_EXCERPT_:

My six year old son has always suffered from a pretty nasty case of reflux. When he was an infant, this resulted in constant shifts in medication, a lot of crying by him and me, and more than our fair share of projectile vomiting.
During an endoscopy a few years ago, his gastroenterologist noted that the ring of muscles around his lower esophagus, which is supposed to keep his stomach contents in his stomach, didn’t function properly. Actually, not at all. His ring simply doesn’t contract when it should, allowing half-digested food to freely flow up from whence it came.
We refer to these moments as “yucky burps”. We’ve all had them, right? Those bile-flavored, liquid belches. Mmmmmm. Delicious!
At his last GI visit, his doctor suggested that he was old enough for us to try to wean him off some of his medications. Considering one of them costs $261.00 a month, we were all for it.
But, my boy doesn’t like to make things easy. When we discontinued the medicine, the yucky burps increased, and some of them weren’t just burps. He has been throwing up a lot too. Does anyone have $261.00 I could borrow?

Dataset items

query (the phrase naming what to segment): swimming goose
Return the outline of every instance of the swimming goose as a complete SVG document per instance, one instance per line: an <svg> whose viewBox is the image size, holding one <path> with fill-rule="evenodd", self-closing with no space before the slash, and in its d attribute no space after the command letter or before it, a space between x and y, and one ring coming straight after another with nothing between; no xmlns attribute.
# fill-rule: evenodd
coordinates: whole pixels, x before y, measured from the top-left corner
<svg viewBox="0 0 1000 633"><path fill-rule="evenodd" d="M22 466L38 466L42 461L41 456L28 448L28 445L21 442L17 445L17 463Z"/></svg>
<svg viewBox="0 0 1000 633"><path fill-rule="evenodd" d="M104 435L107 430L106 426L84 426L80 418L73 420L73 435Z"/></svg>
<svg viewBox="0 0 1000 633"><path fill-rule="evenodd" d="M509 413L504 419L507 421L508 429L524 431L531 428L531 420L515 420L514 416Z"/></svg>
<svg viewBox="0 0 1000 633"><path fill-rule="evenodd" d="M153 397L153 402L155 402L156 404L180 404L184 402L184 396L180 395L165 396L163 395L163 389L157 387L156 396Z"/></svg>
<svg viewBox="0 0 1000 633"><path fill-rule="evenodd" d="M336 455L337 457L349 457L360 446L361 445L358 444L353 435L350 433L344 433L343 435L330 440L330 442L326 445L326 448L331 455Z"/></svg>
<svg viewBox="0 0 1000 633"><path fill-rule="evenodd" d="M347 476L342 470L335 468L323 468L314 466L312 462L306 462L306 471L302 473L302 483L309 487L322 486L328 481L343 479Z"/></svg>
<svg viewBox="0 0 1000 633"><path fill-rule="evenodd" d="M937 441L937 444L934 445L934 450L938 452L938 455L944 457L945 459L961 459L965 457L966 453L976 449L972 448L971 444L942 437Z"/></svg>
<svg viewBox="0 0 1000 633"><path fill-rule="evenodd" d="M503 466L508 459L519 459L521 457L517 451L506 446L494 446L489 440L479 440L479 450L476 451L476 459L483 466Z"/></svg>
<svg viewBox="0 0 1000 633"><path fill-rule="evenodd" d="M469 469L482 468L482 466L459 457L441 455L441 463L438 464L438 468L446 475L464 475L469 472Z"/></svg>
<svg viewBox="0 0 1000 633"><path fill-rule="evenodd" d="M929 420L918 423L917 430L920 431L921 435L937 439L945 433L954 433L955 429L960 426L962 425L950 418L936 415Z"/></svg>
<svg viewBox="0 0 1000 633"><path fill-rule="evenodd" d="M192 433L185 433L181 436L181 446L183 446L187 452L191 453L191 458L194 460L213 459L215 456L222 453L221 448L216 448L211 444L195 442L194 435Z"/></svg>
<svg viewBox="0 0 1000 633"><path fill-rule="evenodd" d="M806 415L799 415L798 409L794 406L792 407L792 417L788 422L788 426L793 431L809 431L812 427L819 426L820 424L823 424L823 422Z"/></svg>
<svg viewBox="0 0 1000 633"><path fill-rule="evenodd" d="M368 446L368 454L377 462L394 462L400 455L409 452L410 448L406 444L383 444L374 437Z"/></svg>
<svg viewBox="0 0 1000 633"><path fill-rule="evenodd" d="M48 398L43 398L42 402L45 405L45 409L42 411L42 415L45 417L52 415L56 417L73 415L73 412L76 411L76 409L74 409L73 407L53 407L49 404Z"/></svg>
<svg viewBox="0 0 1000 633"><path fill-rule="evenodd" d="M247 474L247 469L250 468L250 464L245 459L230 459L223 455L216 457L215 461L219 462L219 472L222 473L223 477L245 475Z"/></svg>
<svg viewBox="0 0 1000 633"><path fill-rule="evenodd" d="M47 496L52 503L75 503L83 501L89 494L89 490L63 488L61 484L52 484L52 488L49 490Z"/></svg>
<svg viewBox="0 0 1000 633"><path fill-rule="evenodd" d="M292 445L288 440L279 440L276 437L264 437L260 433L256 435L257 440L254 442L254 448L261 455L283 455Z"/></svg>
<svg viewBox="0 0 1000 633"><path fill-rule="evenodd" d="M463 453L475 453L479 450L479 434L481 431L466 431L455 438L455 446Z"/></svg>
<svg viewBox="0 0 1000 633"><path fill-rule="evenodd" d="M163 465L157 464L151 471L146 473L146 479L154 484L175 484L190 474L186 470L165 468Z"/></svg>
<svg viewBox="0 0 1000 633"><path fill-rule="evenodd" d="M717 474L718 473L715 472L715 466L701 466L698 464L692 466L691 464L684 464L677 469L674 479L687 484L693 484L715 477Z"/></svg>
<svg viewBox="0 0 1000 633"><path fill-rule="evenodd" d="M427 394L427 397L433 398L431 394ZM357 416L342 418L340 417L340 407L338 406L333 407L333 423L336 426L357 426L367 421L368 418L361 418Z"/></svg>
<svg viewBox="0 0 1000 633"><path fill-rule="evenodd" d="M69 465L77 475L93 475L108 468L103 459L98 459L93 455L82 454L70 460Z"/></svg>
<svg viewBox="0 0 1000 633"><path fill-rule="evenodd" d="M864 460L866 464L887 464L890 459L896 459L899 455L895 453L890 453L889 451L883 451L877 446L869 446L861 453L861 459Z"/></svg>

_LIST OF TASKS_:
(1) What did the son's reflux result in when he was an infant, according to the reflux account?
(2) Could you carry the reflux account on from its final sentence?

_EXPECTED OUTPUTS_:
(1)
- Constant shifts in medication
- A lot of crying, by him and by the writer
- More than their fair share of projectile vomiting

(2)
Yesterday in school, he was goofing off with a straw in his mouth and it hit him in just the wrong spot. He gagged, and that gag brought up breakfast, snack, and my personal favorite, regurgitated milk.
His quick-thinking teacher, who is fully aware of the reflux situation, jumped in and cleaned up the mess, then told all the kids in the kindergarten class about my boy’s esophageal “flap”. She told them that their flaps stay closed and keep food where it should be, but that his flap doesn’t work and sometimes that means his food comes back up.
But I didn’t know the extent of her conversation. Which would explain why I was at a complete loss last night when my son exclaimed, “Mom! My flap hurts!”